Exercise brief >>
Could you print the full listing below, keeping each line identical?

==== Data provided ====

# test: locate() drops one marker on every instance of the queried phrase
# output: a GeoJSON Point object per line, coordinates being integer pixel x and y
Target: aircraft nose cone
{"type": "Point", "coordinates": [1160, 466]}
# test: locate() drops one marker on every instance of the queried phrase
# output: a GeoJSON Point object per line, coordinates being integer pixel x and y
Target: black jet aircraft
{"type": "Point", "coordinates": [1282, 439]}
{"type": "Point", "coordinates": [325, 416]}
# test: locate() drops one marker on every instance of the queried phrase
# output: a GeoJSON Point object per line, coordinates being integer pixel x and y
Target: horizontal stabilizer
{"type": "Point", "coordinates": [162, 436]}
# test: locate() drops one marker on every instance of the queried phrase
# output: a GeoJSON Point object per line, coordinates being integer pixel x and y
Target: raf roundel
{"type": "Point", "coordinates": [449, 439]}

====

Task answer >>
# test: locate() drops one marker on every instance of the queried phrase
# output: a GeoJSON Point object per line, coordinates being integer pixel x and y
Target: aircraft nose cone
{"type": "Point", "coordinates": [1160, 466]}
# test: locate() drops one marker on every instance of the queried phrase
# output: a GeoJSON Point object per line, coordinates being integer pixel x and y
Target: black jet aircraft
{"type": "Point", "coordinates": [1282, 439]}
{"type": "Point", "coordinates": [325, 416]}
# test: locate() drops one marker on every instance of the queried phrase
# output: a GeoJSON Point object per line, coordinates being integer pixel x and y
Target: horizontal stabilizer
{"type": "Point", "coordinates": [162, 436]}
# test: locate() drops one marker on every instance of the queried phrase
# output: a GeoJSON Point object per line, coordinates being integer pixel x and y
Target: raf roundel
{"type": "Point", "coordinates": [449, 439]}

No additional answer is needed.